▶ **Work to be completed**
Show each line of the records below that contains the string "symbol", matching uppercase and lowercase exactly.

-*-*-

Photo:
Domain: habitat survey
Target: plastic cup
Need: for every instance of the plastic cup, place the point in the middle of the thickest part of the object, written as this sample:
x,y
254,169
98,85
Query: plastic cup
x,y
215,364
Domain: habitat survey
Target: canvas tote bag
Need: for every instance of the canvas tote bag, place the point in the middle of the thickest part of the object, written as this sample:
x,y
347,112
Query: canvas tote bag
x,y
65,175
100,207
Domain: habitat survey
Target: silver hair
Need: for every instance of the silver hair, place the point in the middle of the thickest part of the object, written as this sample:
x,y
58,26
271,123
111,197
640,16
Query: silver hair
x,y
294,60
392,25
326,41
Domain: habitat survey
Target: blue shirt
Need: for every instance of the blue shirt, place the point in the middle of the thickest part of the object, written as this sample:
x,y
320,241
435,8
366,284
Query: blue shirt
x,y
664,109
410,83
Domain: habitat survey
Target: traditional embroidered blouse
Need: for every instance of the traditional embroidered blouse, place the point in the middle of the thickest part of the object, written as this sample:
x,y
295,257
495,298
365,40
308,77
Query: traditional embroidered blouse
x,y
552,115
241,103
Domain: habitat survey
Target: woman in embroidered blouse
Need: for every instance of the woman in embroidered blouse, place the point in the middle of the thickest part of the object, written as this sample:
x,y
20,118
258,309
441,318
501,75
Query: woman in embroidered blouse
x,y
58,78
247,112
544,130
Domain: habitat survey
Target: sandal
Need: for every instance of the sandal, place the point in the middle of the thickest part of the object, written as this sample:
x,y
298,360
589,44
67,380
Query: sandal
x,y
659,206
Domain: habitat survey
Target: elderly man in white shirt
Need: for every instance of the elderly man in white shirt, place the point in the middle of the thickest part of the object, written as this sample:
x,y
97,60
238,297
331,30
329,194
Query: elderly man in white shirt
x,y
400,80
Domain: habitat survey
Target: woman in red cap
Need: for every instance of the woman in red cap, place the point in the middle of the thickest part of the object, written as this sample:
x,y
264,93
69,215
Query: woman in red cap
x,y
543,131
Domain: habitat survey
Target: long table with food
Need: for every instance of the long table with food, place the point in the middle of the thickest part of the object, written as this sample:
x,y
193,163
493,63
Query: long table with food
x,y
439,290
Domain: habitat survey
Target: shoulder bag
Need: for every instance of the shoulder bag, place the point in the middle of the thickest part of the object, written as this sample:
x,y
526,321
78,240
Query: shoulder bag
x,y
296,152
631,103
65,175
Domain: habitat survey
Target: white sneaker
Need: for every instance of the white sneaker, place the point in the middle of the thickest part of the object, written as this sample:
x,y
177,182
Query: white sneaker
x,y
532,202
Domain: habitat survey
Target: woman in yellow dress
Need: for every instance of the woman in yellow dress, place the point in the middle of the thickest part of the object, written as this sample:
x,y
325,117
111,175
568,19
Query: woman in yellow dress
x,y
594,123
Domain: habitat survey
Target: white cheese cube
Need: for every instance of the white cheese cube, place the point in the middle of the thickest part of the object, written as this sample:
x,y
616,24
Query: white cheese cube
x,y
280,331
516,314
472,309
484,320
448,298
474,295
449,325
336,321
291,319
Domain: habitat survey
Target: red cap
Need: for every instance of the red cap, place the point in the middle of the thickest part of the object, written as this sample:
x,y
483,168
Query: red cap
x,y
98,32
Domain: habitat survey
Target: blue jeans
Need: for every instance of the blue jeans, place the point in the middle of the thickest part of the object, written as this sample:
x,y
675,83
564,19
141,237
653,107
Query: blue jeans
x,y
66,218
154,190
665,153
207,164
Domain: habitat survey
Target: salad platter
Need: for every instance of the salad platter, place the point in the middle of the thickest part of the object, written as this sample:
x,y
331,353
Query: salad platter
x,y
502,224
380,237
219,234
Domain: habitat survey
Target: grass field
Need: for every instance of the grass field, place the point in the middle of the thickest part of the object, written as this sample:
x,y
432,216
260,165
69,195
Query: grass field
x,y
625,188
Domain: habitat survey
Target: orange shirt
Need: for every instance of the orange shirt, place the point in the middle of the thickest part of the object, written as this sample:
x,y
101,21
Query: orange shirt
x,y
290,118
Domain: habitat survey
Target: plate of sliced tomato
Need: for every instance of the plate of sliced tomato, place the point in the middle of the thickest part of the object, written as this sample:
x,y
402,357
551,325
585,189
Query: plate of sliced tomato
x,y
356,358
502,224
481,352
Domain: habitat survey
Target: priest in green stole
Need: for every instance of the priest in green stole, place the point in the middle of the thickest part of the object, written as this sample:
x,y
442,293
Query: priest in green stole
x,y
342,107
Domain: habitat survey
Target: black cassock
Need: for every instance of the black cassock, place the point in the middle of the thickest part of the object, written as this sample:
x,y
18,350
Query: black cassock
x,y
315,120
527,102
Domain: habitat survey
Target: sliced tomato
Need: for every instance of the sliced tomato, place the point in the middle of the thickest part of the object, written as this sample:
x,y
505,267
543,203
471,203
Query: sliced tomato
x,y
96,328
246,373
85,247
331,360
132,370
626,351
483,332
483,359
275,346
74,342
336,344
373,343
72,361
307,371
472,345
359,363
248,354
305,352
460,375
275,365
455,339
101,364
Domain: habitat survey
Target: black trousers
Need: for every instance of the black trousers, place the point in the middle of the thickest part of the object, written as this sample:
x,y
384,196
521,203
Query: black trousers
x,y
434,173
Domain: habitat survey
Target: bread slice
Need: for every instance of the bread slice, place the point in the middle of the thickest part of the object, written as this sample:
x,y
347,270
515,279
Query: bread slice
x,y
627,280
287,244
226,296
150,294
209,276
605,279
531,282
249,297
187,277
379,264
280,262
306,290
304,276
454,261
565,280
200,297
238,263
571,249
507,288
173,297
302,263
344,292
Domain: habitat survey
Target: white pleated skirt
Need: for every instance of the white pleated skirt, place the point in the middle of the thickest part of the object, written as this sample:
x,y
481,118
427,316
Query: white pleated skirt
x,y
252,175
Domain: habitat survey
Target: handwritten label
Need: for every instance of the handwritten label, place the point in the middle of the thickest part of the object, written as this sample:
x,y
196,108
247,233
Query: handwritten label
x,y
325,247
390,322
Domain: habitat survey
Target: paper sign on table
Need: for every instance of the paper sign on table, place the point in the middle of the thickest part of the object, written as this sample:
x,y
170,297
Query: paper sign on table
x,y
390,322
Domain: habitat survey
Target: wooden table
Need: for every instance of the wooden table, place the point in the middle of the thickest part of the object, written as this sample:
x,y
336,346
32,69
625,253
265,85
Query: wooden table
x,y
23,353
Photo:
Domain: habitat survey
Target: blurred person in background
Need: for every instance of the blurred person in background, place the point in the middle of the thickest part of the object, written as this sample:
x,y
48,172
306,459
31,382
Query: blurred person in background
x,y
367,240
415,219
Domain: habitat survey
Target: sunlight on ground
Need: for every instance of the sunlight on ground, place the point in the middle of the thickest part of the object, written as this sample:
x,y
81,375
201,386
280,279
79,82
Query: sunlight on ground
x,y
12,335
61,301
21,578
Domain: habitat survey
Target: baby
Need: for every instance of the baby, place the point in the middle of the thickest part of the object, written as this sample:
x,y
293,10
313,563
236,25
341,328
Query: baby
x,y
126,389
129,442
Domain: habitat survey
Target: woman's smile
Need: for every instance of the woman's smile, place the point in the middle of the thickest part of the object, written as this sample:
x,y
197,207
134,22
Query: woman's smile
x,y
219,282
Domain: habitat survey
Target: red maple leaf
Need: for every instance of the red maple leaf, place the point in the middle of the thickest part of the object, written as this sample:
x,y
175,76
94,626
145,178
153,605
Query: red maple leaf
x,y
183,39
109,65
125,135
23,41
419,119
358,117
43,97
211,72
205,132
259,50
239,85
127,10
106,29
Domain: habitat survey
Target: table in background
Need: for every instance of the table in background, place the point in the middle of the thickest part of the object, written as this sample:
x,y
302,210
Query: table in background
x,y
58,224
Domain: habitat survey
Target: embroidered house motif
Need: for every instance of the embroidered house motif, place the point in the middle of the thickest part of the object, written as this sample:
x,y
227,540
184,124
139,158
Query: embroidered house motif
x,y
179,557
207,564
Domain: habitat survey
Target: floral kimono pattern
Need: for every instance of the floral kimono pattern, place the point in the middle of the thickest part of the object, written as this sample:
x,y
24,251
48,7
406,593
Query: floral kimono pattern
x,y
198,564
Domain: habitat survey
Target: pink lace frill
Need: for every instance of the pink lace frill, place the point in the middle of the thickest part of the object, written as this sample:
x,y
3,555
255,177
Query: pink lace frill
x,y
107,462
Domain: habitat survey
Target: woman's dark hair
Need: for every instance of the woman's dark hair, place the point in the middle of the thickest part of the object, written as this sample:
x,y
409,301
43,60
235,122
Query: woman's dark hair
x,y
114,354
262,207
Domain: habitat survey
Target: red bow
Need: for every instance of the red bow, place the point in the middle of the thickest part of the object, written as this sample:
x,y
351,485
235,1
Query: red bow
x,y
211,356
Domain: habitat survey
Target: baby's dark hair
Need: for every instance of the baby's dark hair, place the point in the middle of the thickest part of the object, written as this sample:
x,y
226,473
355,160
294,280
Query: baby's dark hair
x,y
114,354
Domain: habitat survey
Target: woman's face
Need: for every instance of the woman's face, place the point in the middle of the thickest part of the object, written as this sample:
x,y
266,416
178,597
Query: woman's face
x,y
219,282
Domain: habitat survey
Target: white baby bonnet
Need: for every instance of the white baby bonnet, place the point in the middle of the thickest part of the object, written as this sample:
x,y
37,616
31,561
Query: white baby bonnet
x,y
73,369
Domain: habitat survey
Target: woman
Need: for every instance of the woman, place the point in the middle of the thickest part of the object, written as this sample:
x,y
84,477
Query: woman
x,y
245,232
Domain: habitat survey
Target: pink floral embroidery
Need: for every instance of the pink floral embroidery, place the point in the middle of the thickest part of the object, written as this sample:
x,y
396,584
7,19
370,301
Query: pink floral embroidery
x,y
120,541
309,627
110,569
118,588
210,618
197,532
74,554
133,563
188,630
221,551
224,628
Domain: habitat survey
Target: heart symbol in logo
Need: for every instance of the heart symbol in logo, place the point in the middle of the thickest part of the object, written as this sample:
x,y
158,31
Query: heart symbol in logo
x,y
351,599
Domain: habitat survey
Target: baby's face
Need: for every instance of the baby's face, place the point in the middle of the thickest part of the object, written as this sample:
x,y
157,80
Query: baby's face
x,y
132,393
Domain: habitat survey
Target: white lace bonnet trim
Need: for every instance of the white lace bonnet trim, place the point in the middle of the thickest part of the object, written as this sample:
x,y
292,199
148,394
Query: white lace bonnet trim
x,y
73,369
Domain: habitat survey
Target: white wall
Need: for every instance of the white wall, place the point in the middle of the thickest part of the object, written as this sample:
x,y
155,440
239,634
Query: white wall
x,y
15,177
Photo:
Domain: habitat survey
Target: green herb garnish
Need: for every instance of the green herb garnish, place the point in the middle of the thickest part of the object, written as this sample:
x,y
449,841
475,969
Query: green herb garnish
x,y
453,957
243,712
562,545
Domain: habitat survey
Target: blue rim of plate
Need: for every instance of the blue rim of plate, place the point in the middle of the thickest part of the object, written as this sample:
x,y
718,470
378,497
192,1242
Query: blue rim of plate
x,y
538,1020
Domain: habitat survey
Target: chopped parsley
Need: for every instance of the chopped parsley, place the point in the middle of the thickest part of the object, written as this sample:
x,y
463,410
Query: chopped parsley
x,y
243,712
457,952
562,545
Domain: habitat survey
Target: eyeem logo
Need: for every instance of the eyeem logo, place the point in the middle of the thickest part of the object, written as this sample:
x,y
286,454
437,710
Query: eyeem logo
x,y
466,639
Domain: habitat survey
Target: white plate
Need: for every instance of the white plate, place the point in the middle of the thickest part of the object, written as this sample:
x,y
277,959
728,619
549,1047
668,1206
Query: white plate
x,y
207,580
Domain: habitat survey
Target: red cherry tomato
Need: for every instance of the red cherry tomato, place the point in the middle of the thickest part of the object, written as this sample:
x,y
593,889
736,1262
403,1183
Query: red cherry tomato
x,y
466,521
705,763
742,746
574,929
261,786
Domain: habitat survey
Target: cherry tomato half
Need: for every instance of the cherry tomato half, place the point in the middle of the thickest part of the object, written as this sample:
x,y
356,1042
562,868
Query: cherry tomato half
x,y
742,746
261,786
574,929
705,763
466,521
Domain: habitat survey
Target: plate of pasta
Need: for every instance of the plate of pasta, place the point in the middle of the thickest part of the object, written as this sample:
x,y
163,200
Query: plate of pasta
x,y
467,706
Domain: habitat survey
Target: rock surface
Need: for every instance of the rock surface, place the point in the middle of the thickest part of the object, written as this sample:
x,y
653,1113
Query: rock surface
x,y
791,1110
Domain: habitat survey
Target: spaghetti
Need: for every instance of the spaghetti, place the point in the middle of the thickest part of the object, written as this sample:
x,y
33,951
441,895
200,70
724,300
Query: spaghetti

-*-*-

▶ **Solution**
Target: heart symbol in logo
Need: for every instance of the heart symbol in logo, place the point in the middle of the thickest part of the object, written as this sample:
Query: heart symbol in logo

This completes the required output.